What is expected: Please decide whether each statement below agrees with the text about the village of Arakel. Answer yes or no, and quote the words from the text that decide it. 1. The modern village was founded in 1828. 2. The church of Surb Astvatsatsin dates from the 17th century. 3. The village had more inhabitants in 2005 than in 2015.

Given text:
◆ ◆ ◆
According to local tradition, the village is named "Arakel" (which means "apostle" in Armenian) because Thaddeus (Jude the Apostle), the patron saint of the Armenian Apostolic Church, stayed in the area.

== History ==
The modern village was founded in 1828. During the Soviet period, the village was part of the Hadrut District of the Nagorno-Karabakh Autonomous Oblast. After the First Nagorno-Karabakh War, the village was administrated as part of the Hadrut Province of the breakaway Republic of Artsakh. The village was captured by Azerbaijan on 9 November 2020, during the 2020 Nagorno-Karabakh war.

In January 2021, footage of Azerbaijani soldiers destroying an Armenian cross-stone (khachkar) monument in the village was shared by the spokesperson for the Ministry of Foreign Affairs of Armenia.

== Historical heritage sites ==
Historical heritage sites in and around the village include the village of Hin Arakel (Հին Առաքել, lit. 'Old Arakel') from between the 16th and 19th centuries, a cemetery from between the 17th and 19th centuries, and the church of Surb Astvatsatsin (Սուրբ Աստվածածին, lit. 'Holy Mother of God') built between 1902 and 1907.

== Demographics ==
The village had 1,235 inhabitants in 1912, 106 inhabitants in 2005, and 134 inhabitants in 2015.
◆ ◆ ◆
Listed entries:
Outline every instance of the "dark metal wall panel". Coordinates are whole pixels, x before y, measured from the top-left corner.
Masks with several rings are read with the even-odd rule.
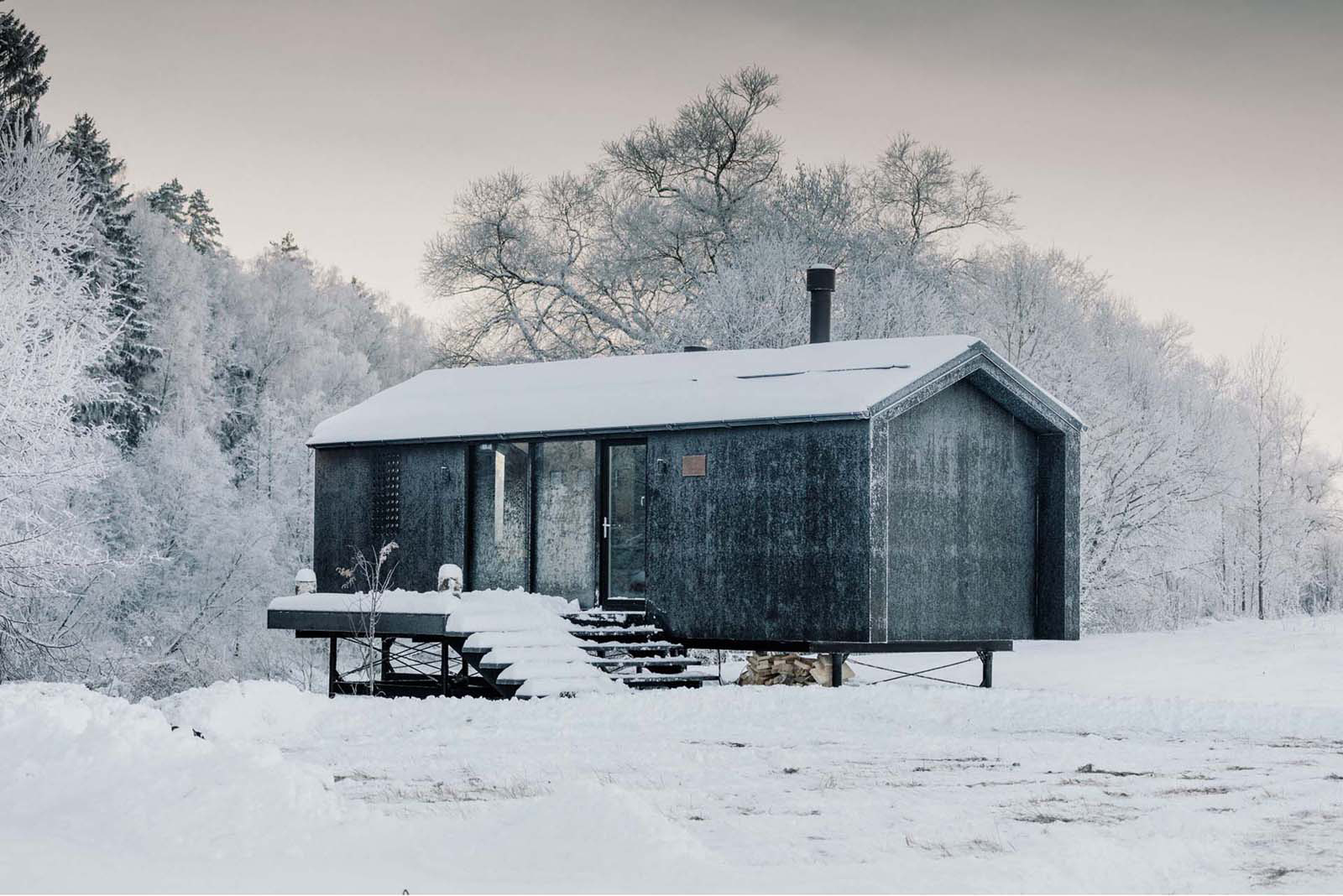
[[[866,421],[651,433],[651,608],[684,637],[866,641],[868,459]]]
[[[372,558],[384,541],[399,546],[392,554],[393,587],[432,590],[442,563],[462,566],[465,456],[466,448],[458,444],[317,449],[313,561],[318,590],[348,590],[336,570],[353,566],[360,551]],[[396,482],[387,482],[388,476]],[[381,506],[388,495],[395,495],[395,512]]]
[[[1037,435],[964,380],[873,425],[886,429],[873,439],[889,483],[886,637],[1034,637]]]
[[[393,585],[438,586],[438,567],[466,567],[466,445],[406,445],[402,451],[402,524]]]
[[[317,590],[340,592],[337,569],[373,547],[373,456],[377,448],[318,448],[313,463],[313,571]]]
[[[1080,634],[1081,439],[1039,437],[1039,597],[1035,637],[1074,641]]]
◆ ◆ ◆
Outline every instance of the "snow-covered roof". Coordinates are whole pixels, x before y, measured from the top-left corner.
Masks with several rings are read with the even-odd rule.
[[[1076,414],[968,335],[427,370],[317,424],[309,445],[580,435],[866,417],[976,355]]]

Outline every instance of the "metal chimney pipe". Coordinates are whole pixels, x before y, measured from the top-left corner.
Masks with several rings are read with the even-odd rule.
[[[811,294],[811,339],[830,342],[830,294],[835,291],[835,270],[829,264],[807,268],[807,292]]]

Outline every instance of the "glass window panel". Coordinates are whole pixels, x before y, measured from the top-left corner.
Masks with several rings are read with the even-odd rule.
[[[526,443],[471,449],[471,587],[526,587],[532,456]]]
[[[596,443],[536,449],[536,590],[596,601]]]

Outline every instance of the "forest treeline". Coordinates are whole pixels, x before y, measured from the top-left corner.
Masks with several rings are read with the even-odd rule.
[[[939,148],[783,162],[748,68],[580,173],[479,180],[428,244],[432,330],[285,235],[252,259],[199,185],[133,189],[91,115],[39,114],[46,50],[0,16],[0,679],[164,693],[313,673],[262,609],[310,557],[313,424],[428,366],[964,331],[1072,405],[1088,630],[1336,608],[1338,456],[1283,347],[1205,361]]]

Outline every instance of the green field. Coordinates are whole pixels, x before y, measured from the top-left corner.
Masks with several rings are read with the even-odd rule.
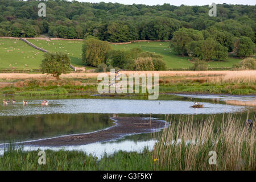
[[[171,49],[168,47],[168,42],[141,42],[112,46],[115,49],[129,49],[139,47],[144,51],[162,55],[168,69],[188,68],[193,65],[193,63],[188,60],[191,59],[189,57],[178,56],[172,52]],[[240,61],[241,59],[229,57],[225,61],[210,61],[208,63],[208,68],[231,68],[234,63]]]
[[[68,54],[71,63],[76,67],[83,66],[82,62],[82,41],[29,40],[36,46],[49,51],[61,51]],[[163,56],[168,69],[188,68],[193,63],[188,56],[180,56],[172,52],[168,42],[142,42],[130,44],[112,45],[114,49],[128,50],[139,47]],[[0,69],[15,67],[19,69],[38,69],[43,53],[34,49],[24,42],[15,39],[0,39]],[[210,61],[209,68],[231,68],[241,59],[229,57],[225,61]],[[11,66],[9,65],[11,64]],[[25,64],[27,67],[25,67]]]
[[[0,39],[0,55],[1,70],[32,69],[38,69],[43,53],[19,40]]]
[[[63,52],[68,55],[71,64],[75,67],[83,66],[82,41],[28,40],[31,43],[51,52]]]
◆ ◆ ◆
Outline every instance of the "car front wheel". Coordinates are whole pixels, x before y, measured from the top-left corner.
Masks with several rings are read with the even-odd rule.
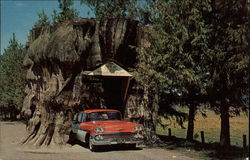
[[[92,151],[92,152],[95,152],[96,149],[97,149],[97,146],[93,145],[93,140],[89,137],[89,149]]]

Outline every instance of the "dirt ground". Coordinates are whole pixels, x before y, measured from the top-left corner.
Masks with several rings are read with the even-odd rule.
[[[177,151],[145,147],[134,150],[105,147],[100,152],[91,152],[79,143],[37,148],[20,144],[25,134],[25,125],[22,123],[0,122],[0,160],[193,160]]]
◆ ◆ ◆
Task result:
1. Yes: "The modern village was founded in 1828."
2. No: "the church of Surb Astvatsatsin (Սուրբ Աստվածածին, lit. 'Holy Mother of God') built between 1902 and 1907"
3. No: "106 inhabitants in 2005, and 134 inhabitants in 2015"